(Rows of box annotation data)
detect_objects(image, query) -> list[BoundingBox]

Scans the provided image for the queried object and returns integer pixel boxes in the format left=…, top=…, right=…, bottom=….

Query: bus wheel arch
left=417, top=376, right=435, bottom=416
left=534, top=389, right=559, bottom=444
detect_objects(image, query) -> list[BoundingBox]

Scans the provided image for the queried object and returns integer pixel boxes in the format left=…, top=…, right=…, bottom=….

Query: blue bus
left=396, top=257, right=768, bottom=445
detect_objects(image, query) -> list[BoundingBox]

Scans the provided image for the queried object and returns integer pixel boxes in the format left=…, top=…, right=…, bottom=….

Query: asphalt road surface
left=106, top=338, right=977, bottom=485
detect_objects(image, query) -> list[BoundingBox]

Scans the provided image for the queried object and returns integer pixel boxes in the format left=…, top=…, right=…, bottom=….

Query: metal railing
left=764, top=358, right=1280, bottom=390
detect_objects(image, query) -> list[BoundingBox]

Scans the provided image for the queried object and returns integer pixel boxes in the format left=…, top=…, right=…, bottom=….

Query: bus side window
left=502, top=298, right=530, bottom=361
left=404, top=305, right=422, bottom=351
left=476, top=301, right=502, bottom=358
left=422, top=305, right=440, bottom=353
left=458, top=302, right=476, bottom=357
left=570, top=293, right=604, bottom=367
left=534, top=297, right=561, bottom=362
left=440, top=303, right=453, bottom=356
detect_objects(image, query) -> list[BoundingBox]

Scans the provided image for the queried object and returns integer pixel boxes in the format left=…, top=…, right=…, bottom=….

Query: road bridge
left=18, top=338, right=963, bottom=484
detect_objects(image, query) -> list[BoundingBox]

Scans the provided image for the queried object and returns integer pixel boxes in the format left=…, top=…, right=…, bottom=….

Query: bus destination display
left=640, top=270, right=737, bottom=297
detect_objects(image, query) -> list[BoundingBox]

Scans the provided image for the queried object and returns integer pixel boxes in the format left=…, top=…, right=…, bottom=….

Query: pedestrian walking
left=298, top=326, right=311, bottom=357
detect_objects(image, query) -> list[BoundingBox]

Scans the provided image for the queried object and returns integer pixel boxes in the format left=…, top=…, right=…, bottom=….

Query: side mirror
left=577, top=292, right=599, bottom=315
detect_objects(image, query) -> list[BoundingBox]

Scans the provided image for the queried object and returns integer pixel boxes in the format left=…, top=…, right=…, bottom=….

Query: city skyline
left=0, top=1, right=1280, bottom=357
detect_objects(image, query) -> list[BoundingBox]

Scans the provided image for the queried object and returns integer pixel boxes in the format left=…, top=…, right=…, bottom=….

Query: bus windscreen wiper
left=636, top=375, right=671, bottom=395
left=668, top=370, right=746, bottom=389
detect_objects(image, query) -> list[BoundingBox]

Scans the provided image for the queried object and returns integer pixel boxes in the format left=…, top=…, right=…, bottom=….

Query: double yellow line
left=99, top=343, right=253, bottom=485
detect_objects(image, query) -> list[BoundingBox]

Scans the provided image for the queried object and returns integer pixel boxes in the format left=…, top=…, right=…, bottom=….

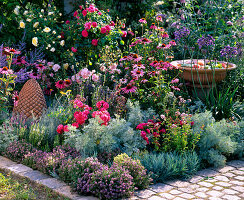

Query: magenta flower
left=92, top=39, right=98, bottom=46
left=71, top=47, right=77, bottom=53
left=81, top=29, right=88, bottom=37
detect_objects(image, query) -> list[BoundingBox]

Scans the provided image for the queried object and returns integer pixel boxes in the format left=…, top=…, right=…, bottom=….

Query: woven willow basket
left=13, top=79, right=47, bottom=119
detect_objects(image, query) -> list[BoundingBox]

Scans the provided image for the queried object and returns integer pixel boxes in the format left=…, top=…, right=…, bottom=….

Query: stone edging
left=0, top=156, right=98, bottom=200
left=0, top=156, right=244, bottom=200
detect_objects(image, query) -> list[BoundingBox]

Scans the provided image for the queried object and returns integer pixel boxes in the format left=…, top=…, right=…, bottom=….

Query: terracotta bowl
left=171, top=59, right=236, bottom=88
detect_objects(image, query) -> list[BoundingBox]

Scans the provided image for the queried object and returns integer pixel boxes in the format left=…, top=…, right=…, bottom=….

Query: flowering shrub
left=4, top=140, right=34, bottom=162
left=136, top=110, right=200, bottom=152
left=113, top=153, right=152, bottom=189
left=89, top=166, right=135, bottom=199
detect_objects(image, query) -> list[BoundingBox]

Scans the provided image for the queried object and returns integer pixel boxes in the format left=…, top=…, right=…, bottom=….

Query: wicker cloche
left=13, top=79, right=47, bottom=119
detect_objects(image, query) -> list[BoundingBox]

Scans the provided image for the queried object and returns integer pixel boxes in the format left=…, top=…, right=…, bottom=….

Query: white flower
left=19, top=21, right=25, bottom=28
left=14, top=6, right=20, bottom=15
left=33, top=22, right=39, bottom=28
left=53, top=64, right=61, bottom=72
left=60, top=40, right=65, bottom=47
left=43, top=27, right=51, bottom=33
left=32, top=37, right=38, bottom=47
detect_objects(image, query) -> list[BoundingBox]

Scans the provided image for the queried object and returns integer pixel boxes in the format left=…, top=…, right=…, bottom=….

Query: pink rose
left=81, top=30, right=88, bottom=37
left=71, top=47, right=77, bottom=53
left=92, top=22, right=97, bottom=28
left=92, top=39, right=98, bottom=46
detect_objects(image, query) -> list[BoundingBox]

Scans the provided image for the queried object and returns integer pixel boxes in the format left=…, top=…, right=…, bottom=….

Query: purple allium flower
left=174, top=27, right=190, bottom=40
left=197, top=35, right=215, bottom=49
left=220, top=45, right=238, bottom=58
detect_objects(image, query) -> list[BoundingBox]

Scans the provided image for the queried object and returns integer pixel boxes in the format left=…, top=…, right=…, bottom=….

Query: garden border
left=0, top=156, right=244, bottom=200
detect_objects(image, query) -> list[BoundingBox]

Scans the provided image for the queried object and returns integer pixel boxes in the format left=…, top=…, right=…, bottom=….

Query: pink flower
left=92, top=39, right=98, bottom=46
left=73, top=10, right=78, bottom=17
left=78, top=68, right=91, bottom=79
left=81, top=30, right=88, bottom=37
left=92, top=22, right=97, bottom=28
left=57, top=124, right=64, bottom=134
left=170, top=78, right=179, bottom=84
left=122, top=31, right=127, bottom=37
left=55, top=80, right=65, bottom=89
left=72, top=122, right=79, bottom=128
left=64, top=125, right=69, bottom=132
left=71, top=47, right=77, bottom=53
left=82, top=10, right=87, bottom=17
left=84, top=22, right=92, bottom=29
left=139, top=18, right=147, bottom=24
left=92, top=74, right=99, bottom=82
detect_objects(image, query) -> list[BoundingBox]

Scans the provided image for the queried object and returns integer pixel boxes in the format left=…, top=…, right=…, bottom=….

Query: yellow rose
left=32, top=37, right=38, bottom=47
left=33, top=22, right=39, bottom=28
left=19, top=21, right=25, bottom=28
left=43, top=27, right=51, bottom=33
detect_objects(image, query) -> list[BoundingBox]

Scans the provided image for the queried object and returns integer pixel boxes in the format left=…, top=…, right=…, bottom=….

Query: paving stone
left=213, top=186, right=224, bottom=190
left=169, top=190, right=182, bottom=194
left=6, top=164, right=33, bottom=174
left=0, top=156, right=16, bottom=169
left=222, top=189, right=239, bottom=194
left=179, top=193, right=195, bottom=199
left=174, top=197, right=185, bottom=200
left=209, top=197, right=223, bottom=200
left=197, top=187, right=209, bottom=192
left=227, top=160, right=244, bottom=168
left=215, top=181, right=231, bottom=187
left=150, top=183, right=173, bottom=193
left=207, top=190, right=224, bottom=197
left=235, top=176, right=244, bottom=181
left=178, top=186, right=196, bottom=194
left=222, top=195, right=241, bottom=200
left=166, top=181, right=190, bottom=187
left=217, top=166, right=235, bottom=173
left=214, top=176, right=230, bottom=182
left=159, top=193, right=175, bottom=199
left=135, top=190, right=156, bottom=199
left=231, top=170, right=244, bottom=175
left=188, top=176, right=203, bottom=183
left=198, top=181, right=213, bottom=187
left=222, top=172, right=236, bottom=177
left=37, top=178, right=65, bottom=189
left=195, top=192, right=207, bottom=198
left=229, top=181, right=244, bottom=186
left=231, top=186, right=244, bottom=193
left=23, top=170, right=50, bottom=181
left=148, top=196, right=164, bottom=200
left=197, top=169, right=218, bottom=177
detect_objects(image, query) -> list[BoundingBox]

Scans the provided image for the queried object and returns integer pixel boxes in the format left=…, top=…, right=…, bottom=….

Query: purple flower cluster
left=197, top=35, right=215, bottom=49
left=220, top=45, right=238, bottom=58
left=89, top=166, right=135, bottom=199
left=174, top=27, right=190, bottom=40
left=113, top=157, right=152, bottom=189
left=4, top=140, right=34, bottom=162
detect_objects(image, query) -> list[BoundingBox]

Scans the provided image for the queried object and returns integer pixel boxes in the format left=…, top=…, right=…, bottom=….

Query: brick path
left=0, top=156, right=244, bottom=200
left=130, top=160, right=244, bottom=200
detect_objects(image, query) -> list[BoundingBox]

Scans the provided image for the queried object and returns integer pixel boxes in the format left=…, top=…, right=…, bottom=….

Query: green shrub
left=136, top=152, right=200, bottom=182
left=113, top=153, right=152, bottom=189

**WHAT THE TASK ASKS:** Which lines in the rows above contain the string "stone", counting only matches with the same case? Report each such line in full.

**EXERCISE RESULT:**
Query: stone edging
Query: paving stone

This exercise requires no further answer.